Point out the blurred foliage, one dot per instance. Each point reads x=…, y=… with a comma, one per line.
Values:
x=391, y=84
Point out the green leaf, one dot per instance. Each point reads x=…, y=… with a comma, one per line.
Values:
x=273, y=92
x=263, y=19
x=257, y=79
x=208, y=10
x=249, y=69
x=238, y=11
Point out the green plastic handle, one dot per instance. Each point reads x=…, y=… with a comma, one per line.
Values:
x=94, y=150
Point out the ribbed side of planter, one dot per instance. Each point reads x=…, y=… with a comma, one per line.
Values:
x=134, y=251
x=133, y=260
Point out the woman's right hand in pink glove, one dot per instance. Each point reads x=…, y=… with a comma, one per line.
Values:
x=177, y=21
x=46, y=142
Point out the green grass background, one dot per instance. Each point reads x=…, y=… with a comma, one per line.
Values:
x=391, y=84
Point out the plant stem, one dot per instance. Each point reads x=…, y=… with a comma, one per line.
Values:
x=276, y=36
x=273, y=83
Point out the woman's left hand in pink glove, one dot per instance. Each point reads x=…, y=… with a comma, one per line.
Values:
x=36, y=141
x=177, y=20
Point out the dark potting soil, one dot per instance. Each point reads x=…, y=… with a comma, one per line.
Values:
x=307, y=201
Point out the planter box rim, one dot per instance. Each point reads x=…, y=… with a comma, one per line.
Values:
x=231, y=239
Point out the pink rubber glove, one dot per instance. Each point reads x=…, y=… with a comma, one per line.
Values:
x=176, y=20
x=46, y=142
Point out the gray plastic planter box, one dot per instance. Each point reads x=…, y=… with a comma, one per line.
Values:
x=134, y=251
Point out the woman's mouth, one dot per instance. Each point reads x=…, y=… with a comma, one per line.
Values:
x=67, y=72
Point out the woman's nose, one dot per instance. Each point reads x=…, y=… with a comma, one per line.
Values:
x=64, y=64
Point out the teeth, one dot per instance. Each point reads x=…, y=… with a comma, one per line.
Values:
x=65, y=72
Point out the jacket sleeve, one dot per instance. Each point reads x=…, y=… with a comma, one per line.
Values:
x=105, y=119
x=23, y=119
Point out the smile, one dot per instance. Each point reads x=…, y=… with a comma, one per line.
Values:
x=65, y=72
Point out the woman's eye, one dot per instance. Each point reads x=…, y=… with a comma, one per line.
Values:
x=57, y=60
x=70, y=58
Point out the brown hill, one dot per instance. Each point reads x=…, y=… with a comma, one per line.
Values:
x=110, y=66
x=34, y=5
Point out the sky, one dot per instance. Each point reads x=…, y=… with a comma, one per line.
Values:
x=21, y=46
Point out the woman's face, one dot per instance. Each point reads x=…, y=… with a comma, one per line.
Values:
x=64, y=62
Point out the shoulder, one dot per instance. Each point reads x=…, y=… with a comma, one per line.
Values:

Task statement
Output each record exactly, leaving nothing out.

Full output
Point out the blurred foliage, one dot per instance. Each point reads x=…, y=… with a comma, one per line.
Values:
x=391, y=84
Point out the green leaf, one dot per instance. Each point reads x=…, y=… with a comma, one per line.
Values:
x=273, y=92
x=263, y=19
x=257, y=79
x=208, y=10
x=249, y=69
x=238, y=11
Point out the green plastic handle, one dot per instance. Each point reads x=…, y=… with a comma, one per line.
Values:
x=94, y=150
Point out the ribbed side of planter, one dot per instance. Each point reads x=…, y=… with a comma, one per line.
Values:
x=134, y=251
x=133, y=260
Point out the woman's right hand in pink glove, one dot per instance. Each point reads x=…, y=… with a comma, one per line.
Values:
x=177, y=21
x=46, y=142
Point out the green grass background, one dot per instance. Each point reads x=…, y=… with a comma, one per line.
Values:
x=391, y=84
Point out the plant stem, one dot per instance. Each point reads x=…, y=… with a comma, one per line.
Values:
x=276, y=36
x=273, y=83
Point out the woman's left hand in pink glove, one dot per instance. Each point reads x=…, y=… with a comma, one per line.
Values:
x=36, y=141
x=177, y=20
Point out the dark potting soil, one dot per instance. Each point reads x=…, y=… with a comma, one per line.
Values:
x=307, y=201
Point out the planter box rim, one dot per instance. Each point reads x=…, y=… with a comma, one per line.
Values:
x=231, y=239
Point out the pink rubber glove, one dot per instance. Each point reads x=…, y=… with a comma, one per line.
Values:
x=176, y=20
x=46, y=142
Point out the gray plastic planter box, one dot per instance. Each point reads x=…, y=… with a comma, one per line.
Values:
x=134, y=251
Point out the woman's mouth, one dot per instance. Each point reads x=…, y=… with a comma, one per line.
Values:
x=67, y=72
Point out the woman's nose, one dot per instance. Each point reads x=…, y=… with a comma, one per line.
Values:
x=64, y=64
Point out the teeth, one dot per instance. Each point reads x=…, y=… with a comma, one per line.
Values:
x=65, y=72
Point out the jacket sleeve, one dot per instance. Each point reads x=…, y=… with a comma, one per line.
Values:
x=105, y=119
x=23, y=119
Point out the smile, one dot per instance. Each point reads x=…, y=… with a comma, one per line.
Values:
x=65, y=72
Point out the woman's eye, one dot per instance. Each point reads x=…, y=… with a comma, one per line.
Values:
x=57, y=60
x=70, y=58
Point out the brown hill, one dot per instance. Each point reads x=…, y=… with a comma, one per line.
Values:
x=110, y=66
x=34, y=5
Point out the sky, one dot per instance. Each point reads x=…, y=… with a comma, one per line.
Values:
x=21, y=46
Point out the woman's face, one dot per instance. Each point reads x=…, y=… with a comma, one per line.
Values:
x=64, y=62
Point out the shoulder, one dot per instance. Each point reads x=…, y=… with a comma, one per line.
Values:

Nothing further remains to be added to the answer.